On the cheap side, there are ebay kits and a number of other vendors where the raw material and craftsmanship isn’t that great. As a result, you get a lot of aggravation and need to fix basic things like hole location and neck fit. On the other end is someone like Precision Guitar that has great reviews. Apparently, they do real high quality work. Of course, good work doesn’t come cheap.
I ended up in the middle with a Custom Shop BYOguitar kit. Their custom shop products are made in the USA in their own CNC machines and so they can control quality more closely than the overseas kits they also sell. I knew I wanted a slightly unique ’72 Telecaster Thinline and they had an upgrade to black walnut for a reasonable $30. The rest of the options I kept standard knowing I could upgrade later. Also, I already had a set of grover mini-rotomatic tuners I got for cheap from Rondo that I planned to use. (I can’t stand it when my instruments go out of tune when you look at them funny.)
The ordering process was easy enough and within a few days I had a picture of the actual body they had machined for me. Unfortunately, the bridge for the hole pattern they drilled for became obsolete so they had to make me a new body for a more standard telecaster hard tail bridge. Not a big deal.
New toy arrives:
Fast forward a week and Mr. UPS delivers my new toy!
It was packed well enough and upon initial inspection most everything was perfect.
– The neck fit really well in the pocket. It was tight enough that I had to squeeze it in but not force it. I was most concerned about this but it’s pretty spot on.
– The CNC work for the pickups and most everything was great.
– The quality of the Mighty Mite neck is quite high. The wood, frets, finish, etc. is perfect.
– The black walnut itself is nice. The top is book matched and there are some unique features in the grain. No bad knots or anything.
– The hardware is fine. About what you would expect at the price point.
Also, when I was positioning the pick guard and components, I noticed that the pick guard was slightly proud of the body at the top. This was with the pick guard in position in order to center up the pickups and make sure the bridge didn’t interfere. I just took a circular file to it followed by sand paper and massaged the shape a bit so it worked out.
I emailed byoguitar about the above and they quickly offered to make me a new body as the defects above are not up to their standards. They explained that perhaps in their rush to get me a second body after the first one didn’t work out, they didn’t do as thorough a final sanding and inspection. I won’t go into the details, but they made it right with me. +1 for good customer service.
The included instructions are pretty clear and comprehensive. I followed them mostly. As a matter of fact, I got all of the following done in a couple hours that night:
– Drilled all the holes for tuners, pick guard, strap locks, bridge, neck
– Waterslide logo on headstock
I got the logo from old-fret. It was actually pretty easy to put on. I was worried I was going to tear it or get bubbles but it was quite manageable.

■ **EXCERPTED DATA**:
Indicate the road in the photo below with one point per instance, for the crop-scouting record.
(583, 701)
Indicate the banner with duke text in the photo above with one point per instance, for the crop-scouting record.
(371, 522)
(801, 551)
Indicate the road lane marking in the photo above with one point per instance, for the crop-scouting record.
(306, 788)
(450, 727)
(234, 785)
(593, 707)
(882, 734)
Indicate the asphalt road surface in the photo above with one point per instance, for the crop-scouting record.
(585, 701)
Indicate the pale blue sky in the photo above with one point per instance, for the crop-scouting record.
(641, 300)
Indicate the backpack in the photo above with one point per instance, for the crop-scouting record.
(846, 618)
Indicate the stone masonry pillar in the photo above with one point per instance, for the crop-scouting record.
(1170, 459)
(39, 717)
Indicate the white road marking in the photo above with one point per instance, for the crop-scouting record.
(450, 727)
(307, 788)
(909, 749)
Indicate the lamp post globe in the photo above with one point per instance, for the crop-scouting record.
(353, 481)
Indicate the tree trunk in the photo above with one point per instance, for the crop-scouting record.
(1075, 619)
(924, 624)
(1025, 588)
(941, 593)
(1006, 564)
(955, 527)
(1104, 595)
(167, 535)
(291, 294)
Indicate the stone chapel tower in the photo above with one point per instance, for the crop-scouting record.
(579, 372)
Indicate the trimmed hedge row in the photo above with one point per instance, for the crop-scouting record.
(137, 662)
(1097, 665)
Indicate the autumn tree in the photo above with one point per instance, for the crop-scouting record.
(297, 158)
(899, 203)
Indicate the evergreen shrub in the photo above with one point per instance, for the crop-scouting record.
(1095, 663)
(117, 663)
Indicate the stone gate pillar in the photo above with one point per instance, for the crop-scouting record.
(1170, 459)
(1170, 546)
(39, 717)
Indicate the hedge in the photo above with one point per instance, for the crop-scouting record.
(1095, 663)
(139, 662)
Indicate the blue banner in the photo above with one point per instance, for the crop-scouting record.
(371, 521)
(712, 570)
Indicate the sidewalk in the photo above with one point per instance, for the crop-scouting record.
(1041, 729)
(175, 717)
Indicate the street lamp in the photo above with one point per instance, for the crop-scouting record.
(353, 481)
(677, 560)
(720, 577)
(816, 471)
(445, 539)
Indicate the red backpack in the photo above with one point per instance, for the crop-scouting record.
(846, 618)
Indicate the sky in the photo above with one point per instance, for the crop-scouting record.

■ **SET TASKS**:
1: In the guitar kit text, what did the black walnut upgrade cost?
2: List each part that the guitar kit text says holes were drilled for.
The lines that come after the guitar kit text are separate material.

■ **ANSWERS FOR THIS EXERCISE**:
1: $30

2: Tuners, pick guard, strap locks, bridge, neck